**TEXT EXTRACT:**
↓↓↓

JORAM NYATHI: The chickens have come home to roost

11 Jan, 2015 - 00:01 0 Views

The Sunday Mail

There is no doubt that the Land Apportionment Act of 1931 and the Land Husbandry Act of 1952 which condemned Africans to barren lands and legalised the destocking of the then Tribal Trust Lands respectively were some of the major grievances of the nationalists of the Second Chimurenga. Africans had been driven off productive land and now their livestock was being taken away to stock stolen farms now occupied by the whites.

The late national hero Herbert Chitepo would later describe these criminal actions as “genocidal” in the way blacks were stripped of their sources of livelihood in cattle and land and virtually shorn of their nationhood. Chitepo lamented that because of the demands for survival, the displaced and disposed Africans were forced to “sell themselves in slavery to capitalists and imperialists”.

Even as late as 1969 Chief Rekayi Tangwena was still fighting these predators trying to drive him and his people out of Gairesi.

Blacks managed to mobilise themselves in the 1950s to challenge the colonial system, leading to the emergence of people like Joshua Nkomo. But it was in the mid 1970s that calls for armed resistance gathered momentum that would see thousands of young Zimbabweans leaving schools, colleges and universities to train outside the country to fight the system.

President Mugabe and Edgar Tekere were released from detention in 1974 after serving 10 years in prison for resisting racially-discriminatory white minority rule. They crossed into Mozambique the following year to fight for a better life for marginalised Africans.

Enter Tsvangirai

Irony of ironies, that is the same year our hallucinating would-be president Morgan Tsvangirai claimed recently that by then he was earning a princely salary of $450. He boasted that the Rhodesian dollar was equivalent to the British pound.

It tells a story. He had the good life despite his lack of education. At least Rhodesia was good to him. He probably did not have the brains for books, but he certainly had the resources at his disposal to do better, which fate was different from the majority who felt the pain of colonial deprivation and decided they would rather die fighting than kneeling at the feet of the white oppressor.

I was reminded of Tsvangirai’s good fortune by what have become standard comments by the MDC-T leadership and the private media when it comes to the challenges the country is facing today. Everywhere and at all times, they have a fantasy about what life was like prior to majority rule. That nostalgia contrasts sharply with the dark melancholy associated with Zimbabwe’s Independence.

↑↑↑

**DIRECTIVE 1:**
Reproduce the passage of the column on colonial land laws, starting at the words "President Mugabe and" and ending after "the British pound.".
**DIRECTIVE 2:**
Carry on the column on colonial land laws and Tsvangirai, picking up after its final sentence.

**DATA EXTRACT:**
↓↓↓

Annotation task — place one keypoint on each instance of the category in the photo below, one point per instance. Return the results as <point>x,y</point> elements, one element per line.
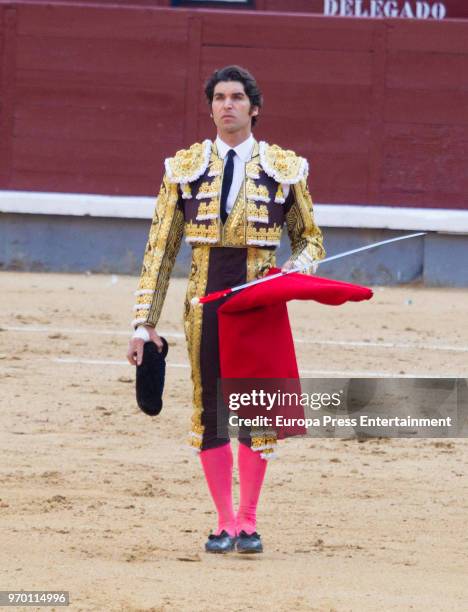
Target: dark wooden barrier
<point>94,97</point>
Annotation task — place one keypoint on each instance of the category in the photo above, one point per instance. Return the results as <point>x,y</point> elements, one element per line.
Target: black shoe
<point>221,543</point>
<point>249,544</point>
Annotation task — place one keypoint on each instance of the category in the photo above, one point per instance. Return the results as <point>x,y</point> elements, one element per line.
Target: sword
<point>216,295</point>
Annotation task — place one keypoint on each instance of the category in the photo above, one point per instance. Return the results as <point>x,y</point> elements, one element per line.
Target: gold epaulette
<point>188,164</point>
<point>282,164</point>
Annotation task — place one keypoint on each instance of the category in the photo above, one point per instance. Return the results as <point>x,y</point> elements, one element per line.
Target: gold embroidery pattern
<point>188,164</point>
<point>263,236</point>
<point>208,210</point>
<point>200,232</point>
<point>209,189</point>
<point>259,261</point>
<point>282,164</point>
<point>193,318</point>
<point>259,214</point>
<point>163,244</point>
<point>257,193</point>
<point>304,234</point>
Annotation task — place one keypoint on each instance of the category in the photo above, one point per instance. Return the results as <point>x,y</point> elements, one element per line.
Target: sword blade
<point>370,246</point>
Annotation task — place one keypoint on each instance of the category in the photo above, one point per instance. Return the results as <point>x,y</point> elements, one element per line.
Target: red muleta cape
<point>255,339</point>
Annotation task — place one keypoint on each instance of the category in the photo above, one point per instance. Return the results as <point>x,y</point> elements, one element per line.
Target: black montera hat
<point>150,377</point>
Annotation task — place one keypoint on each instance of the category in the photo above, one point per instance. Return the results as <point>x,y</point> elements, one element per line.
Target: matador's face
<point>231,108</point>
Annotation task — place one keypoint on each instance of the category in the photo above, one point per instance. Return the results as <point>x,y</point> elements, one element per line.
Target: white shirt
<point>242,156</point>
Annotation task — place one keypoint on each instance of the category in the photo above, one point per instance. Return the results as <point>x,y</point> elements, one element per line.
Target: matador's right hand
<point>136,344</point>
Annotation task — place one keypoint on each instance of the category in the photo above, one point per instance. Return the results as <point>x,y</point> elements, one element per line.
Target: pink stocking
<point>217,465</point>
<point>251,474</point>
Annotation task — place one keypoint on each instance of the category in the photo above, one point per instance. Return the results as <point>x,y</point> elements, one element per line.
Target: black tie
<point>227,182</point>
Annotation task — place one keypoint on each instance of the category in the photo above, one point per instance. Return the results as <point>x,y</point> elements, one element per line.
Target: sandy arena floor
<point>101,500</point>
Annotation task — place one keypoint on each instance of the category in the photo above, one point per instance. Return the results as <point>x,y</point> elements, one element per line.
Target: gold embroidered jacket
<point>189,202</point>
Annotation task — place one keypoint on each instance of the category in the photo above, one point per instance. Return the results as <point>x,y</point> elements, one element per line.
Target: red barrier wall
<point>93,98</point>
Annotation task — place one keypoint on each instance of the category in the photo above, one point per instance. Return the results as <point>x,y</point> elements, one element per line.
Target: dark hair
<point>235,73</point>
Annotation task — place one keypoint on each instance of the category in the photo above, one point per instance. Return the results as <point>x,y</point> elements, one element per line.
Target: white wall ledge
<point>327,215</point>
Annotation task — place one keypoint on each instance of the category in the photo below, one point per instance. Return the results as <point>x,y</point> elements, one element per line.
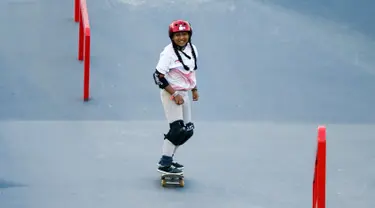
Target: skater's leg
<point>186,109</point>
<point>174,115</point>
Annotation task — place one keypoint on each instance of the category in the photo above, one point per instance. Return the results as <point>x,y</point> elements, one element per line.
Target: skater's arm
<point>162,82</point>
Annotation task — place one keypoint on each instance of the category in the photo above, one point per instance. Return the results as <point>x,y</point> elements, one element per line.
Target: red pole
<point>315,182</point>
<point>86,81</point>
<point>80,38</point>
<point>321,174</point>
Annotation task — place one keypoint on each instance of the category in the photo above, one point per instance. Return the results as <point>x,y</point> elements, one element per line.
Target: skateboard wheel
<point>182,183</point>
<point>163,182</point>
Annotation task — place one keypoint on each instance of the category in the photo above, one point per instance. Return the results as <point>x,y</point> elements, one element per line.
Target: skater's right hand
<point>178,100</point>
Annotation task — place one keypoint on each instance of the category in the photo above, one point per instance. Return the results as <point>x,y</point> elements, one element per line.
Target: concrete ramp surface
<point>269,73</point>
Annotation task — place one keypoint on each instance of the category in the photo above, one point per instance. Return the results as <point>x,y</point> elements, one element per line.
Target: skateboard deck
<point>172,179</point>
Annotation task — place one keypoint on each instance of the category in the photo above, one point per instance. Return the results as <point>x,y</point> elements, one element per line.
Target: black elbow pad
<point>160,80</point>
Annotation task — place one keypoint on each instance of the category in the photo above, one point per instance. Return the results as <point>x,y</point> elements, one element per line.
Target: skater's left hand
<point>195,95</point>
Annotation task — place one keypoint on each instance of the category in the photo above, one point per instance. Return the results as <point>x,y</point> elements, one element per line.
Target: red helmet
<point>180,26</point>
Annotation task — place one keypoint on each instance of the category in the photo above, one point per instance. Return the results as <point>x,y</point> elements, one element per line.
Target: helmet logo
<point>181,27</point>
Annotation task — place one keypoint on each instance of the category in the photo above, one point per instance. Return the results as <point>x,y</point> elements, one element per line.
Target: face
<point>181,38</point>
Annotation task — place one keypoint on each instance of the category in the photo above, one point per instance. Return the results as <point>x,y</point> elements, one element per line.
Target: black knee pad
<point>176,132</point>
<point>189,131</point>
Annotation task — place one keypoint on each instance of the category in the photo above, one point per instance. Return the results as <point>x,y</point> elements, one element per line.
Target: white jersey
<point>174,72</point>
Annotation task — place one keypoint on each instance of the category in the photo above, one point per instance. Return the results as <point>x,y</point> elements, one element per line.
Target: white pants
<point>173,111</point>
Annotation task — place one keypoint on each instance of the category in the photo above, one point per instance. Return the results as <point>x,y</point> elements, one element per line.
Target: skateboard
<point>172,179</point>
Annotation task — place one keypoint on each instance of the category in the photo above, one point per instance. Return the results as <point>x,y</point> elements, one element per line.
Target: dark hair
<point>177,48</point>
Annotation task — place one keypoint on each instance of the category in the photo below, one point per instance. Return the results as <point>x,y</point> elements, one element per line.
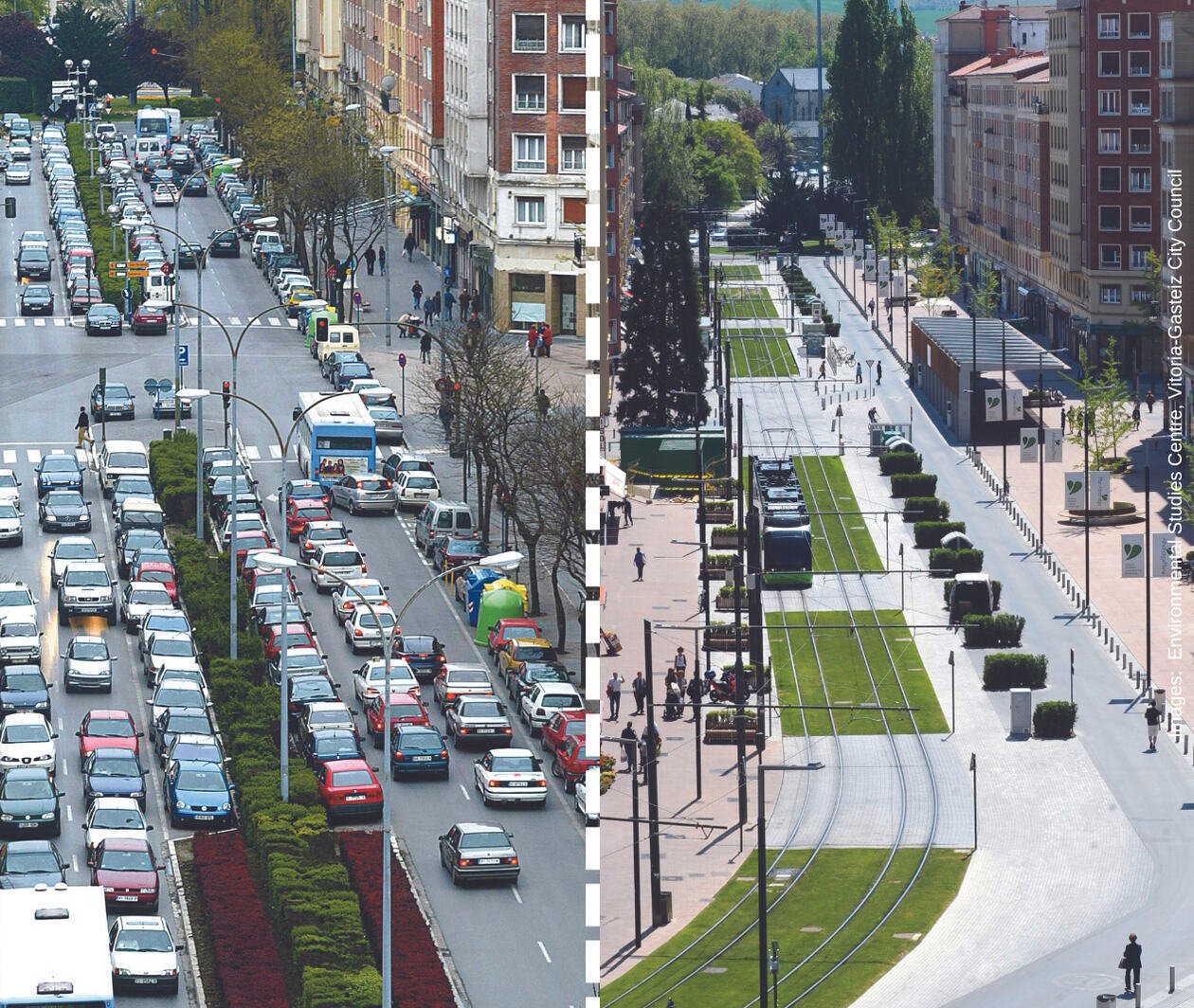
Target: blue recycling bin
<point>476,582</point>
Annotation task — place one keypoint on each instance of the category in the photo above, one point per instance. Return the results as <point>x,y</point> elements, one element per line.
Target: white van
<point>122,459</point>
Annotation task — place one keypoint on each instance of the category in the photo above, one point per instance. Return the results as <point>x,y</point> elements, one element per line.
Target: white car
<point>9,486</point>
<point>169,651</point>
<point>369,631</point>
<point>21,642</point>
<point>369,679</point>
<point>510,777</point>
<point>344,603</point>
<point>416,489</point>
<point>17,603</point>
<point>114,819</point>
<point>143,954</point>
<point>545,699</point>
<point>27,739</point>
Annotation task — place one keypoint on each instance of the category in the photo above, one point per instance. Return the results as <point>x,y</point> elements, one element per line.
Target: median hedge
<point>309,897</point>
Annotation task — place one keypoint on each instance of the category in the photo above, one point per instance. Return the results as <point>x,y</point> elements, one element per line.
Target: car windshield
<point>37,731</point>
<point>143,940</point>
<point>201,780</point>
<point>110,728</point>
<point>105,765</point>
<point>86,578</point>
<point>125,861</point>
<point>474,841</point>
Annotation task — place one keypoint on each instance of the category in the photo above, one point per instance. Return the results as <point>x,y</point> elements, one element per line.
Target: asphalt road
<point>511,944</point>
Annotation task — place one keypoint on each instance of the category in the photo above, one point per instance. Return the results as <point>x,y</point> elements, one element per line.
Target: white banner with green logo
<point>1131,554</point>
<point>1029,444</point>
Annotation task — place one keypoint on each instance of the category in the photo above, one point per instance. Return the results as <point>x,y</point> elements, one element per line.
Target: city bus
<point>335,436</point>
<point>55,947</point>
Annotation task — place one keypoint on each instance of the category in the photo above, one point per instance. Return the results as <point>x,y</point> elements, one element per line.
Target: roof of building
<point>803,79</point>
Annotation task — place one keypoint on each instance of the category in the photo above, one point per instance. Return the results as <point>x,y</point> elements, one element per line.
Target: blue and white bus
<point>335,436</point>
<point>54,948</point>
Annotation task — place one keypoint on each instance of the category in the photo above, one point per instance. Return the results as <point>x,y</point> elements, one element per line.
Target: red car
<point>348,787</point>
<point>128,872</point>
<point>405,709</point>
<point>157,571</point>
<point>110,729</point>
<point>298,636</point>
<point>504,631</point>
<point>560,727</point>
<point>298,513</point>
<point>570,764</point>
<point>150,319</point>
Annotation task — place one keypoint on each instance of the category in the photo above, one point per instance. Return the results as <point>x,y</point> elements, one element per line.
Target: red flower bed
<point>418,972</point>
<point>247,961</point>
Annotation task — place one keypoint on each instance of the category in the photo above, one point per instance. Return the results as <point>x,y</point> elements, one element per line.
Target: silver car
<point>364,493</point>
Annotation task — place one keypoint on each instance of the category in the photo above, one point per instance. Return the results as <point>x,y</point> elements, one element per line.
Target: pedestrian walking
<point>1152,717</point>
<point>639,688</point>
<point>629,747</point>
<point>614,692</point>
<point>82,426</point>
<point>1130,963</point>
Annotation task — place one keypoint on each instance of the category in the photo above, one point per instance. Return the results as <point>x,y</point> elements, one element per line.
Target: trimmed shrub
<point>1010,670</point>
<point>928,534</point>
<point>926,509</point>
<point>1001,631</point>
<point>996,591</point>
<point>914,485</point>
<point>1055,719</point>
<point>899,462</point>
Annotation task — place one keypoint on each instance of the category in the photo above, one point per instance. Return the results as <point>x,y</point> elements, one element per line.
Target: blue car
<point>198,794</point>
<point>59,472</point>
<point>114,773</point>
<point>417,749</point>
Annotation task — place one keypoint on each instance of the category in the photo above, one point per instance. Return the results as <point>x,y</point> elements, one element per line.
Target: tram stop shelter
<point>956,361</point>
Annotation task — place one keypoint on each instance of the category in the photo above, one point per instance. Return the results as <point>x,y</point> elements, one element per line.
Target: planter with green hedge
<point>914,485</point>
<point>1001,631</point>
<point>926,509</point>
<point>1055,719</point>
<point>900,462</point>
<point>1013,670</point>
<point>928,534</point>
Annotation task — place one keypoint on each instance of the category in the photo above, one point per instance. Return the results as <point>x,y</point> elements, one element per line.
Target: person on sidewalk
<point>630,747</point>
<point>1131,963</point>
<point>639,690</point>
<point>614,692</point>
<point>1152,717</point>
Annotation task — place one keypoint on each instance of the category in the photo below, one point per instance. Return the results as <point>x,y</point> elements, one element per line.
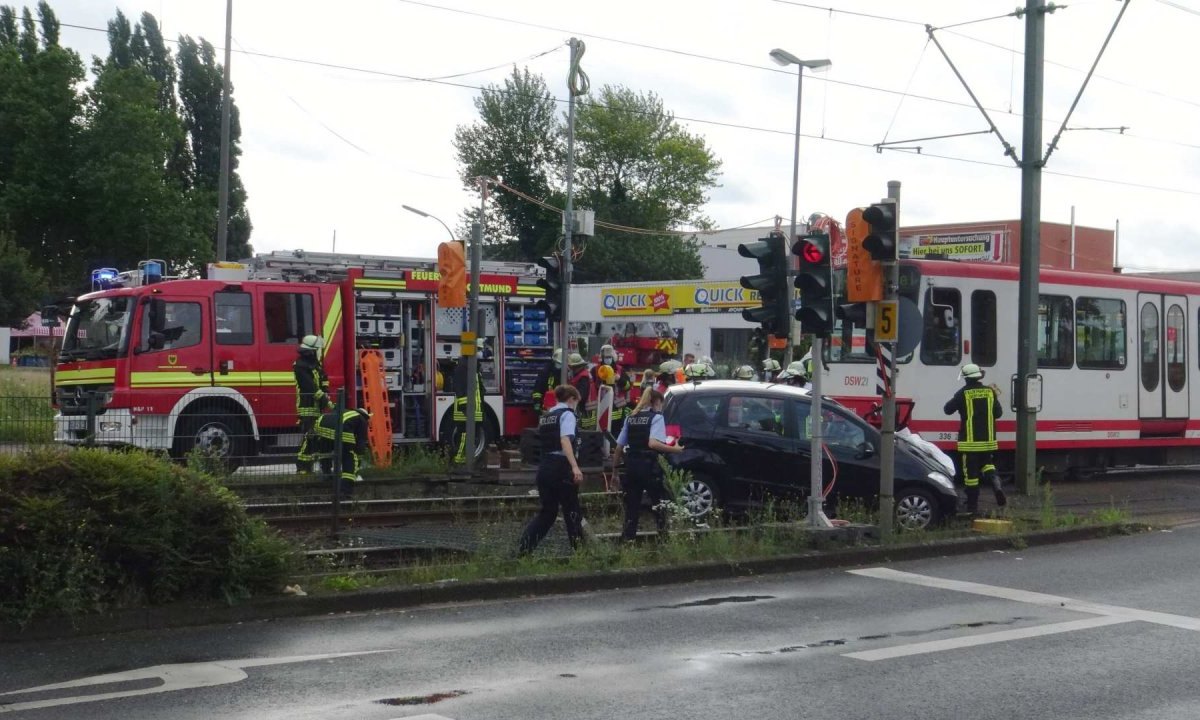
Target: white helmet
<point>311,343</point>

↑↑↑

**EXERCISE RESULT 1:**
President Mugabe and Edgar Tekere were released from detention in 1974 after serving 10 years in prison for resisting racially-discriminatory white minority rule. They crossed into Mozambique the following year to fight for a better life for marginalised Africans.

Enter Tsvangirai

Irony of ironies, that is the same year our hallucinating would-be president Morgan Tsvangirai claimed recently that by then he was earning a princely salary of $450. He boasted that the Rhodesian dollar was equivalent to the British pound.

**EXERCISE RESULT 2:**
Last week the MDC-T leader called a Press conference to announce his party’s epiphany: they had suddenly found a way out of Zimbabwe’s economic doldrums. They were organising a National Convergence Conference of all stakeholders where the solution to the country’s challenges would reveal itself to the interlocutors.

Zanu-PF was specifically invited as the authors of the current catastrophe to have the truth revealed to them. He then gave the media his infallible insights into Zanu-PF or President Mugabe’s duplicity in his choice of the two Vice-Presidents Emmerson Mnangagwa and Phelekezela Mphoko, themselves war veterans in their own right.

He said the two represented “cosmetic change without a substantial impact on the direction of the country”. (I suspect only Tsvangirai and his party had been informed that President Mugabe was appointing ‘reformists’. We don’t know what needs to be reformed which the President had to delegate to his appointees.)

Good and Bad

This was his conclusion about the two VPs: “The newly appointed vice- presidents have their work cut out but predictably they cannot extricate themselves from Mugabe’s ruinous and disastrous legacy. They are entrapped in the same policy failure that has characterised Zanu-PF governance culture in the past 35 years.”

(Again one can’t miss the hint that Tsvangirai sees one of the two as a potential successor to Mugabe who must be discredited way before elections, hence when the elections come none of these two should be ‘‘extricated from Mugabe’s ruinous and disastrous legacy’’.)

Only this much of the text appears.